Consegna 1 – Nel testo sull'album Vertigine degli Underfloor, qual è la data di uscita del disco? Rispondi per favore in una frase.

Underfloor - "Vertigine" (SUB 002 - 2008)

Uscito il 15 ottobre 2008

Distribuzione Materiali Sonori/Suburban Sky

Vertigine, elegante e schietto, realizza il paradosso di un prog minimale (questo cantato a-pretenzioso avrebbe salvato dal cattivo invecchiamento molte opere dei nostrani anni '70). Basso, tastiere, sporadici archi e soprattutto chitarre coi loro arpeggi liquefanno le canzoni, che scorrono vitali, senza rischio di gelo nelle notti invernali delle loro atmosfere. Matteo Urro, Guido Melis e Lorenzo Desiati hanno raggiunto il non facile obiettivo di trovare la propria cifra stilistica personale (Diego Capelli - Rockerilla)

Matteo Urro, Guido Melis e Lorenzo Desiati sono gli Underfloor, classico trio rock alle prese con sonorità e materiali che parlano il linguaggio di band come Afterhours, Radiohead, Marlene Kuntz e Tiromancino. Fiorentini, co-prodotti dal geniale Ernesto De Pascale, Vertigine è orgogliosamente registrato in analogico e mixato in modo da presentare un muro sonoro oscuro, compatto e coinvolgente. E' un romanticismo psichedelico e di stampo cantautorale quello che i sette brani di Vertigine propongono con una maturità espressiva e compositiva sorprendenti. (Alessandro Staiti - Chitarre)

Autori di un ottimo disco d'esordio nel 2004, gli Underfloor tornano con un lp ancora più convincente e rifinito, che li colloca senza alcun dubbio tra le formazioni di punta del nuovo rock italiano. La produzione di Ernesto De Pascale ha conferito un elemento di carisma in più, ma da parte sua il trio fiorentino ha conquistato maturità e compattezza. I richiami a Radiohead, Sigur Ros e Pink Floyd del passato si stemperano in una tela sonora malinconica, sfuggente, delicata. (Donato Zoppo - Movimenti Prog)

Dati in ingresso –

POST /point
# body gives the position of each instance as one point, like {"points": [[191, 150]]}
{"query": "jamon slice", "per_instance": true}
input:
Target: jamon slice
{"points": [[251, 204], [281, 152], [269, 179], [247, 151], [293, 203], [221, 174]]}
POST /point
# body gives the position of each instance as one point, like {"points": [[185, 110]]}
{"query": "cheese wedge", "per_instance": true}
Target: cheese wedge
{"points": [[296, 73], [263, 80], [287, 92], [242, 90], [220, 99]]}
==
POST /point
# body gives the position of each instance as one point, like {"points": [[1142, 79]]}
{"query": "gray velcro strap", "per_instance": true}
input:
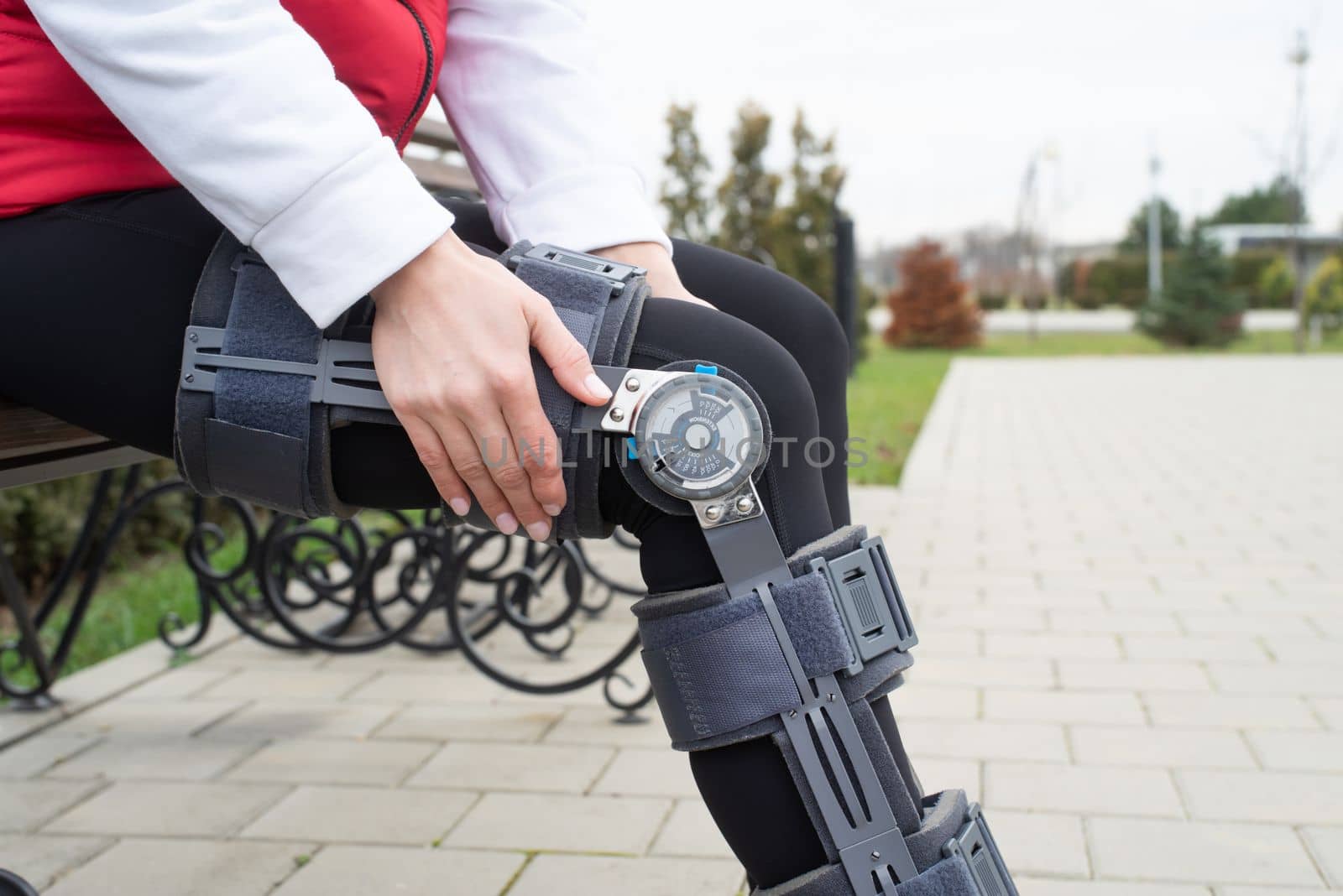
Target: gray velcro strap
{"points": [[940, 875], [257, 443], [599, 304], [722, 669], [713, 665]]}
...
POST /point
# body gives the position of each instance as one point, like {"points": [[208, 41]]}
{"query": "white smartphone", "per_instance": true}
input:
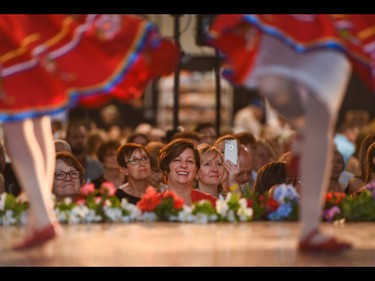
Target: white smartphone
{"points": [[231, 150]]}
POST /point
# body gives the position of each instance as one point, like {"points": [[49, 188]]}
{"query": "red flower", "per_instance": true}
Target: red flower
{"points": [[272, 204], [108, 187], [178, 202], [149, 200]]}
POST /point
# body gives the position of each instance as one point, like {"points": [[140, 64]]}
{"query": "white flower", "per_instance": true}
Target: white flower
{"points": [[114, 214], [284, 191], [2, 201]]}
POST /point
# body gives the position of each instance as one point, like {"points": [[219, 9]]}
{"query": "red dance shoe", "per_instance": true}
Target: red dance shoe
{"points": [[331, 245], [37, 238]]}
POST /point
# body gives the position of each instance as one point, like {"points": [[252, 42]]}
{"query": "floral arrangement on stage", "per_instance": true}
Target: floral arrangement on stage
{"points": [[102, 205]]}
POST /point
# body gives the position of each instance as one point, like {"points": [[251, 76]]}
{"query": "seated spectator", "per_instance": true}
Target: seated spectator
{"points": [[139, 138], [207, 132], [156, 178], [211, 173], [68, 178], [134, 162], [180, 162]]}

Consegna 2 – Indica quante righe dell'elenco qui sopra contengono la stringa "spectator", distinguendo tra maiuscole e minuscole. Scrivi soltanto il numero.

Soluzione scritta 1 – Vertigine è uscito il 15 ottobre 2008.

Soluzione scritta 2 – 2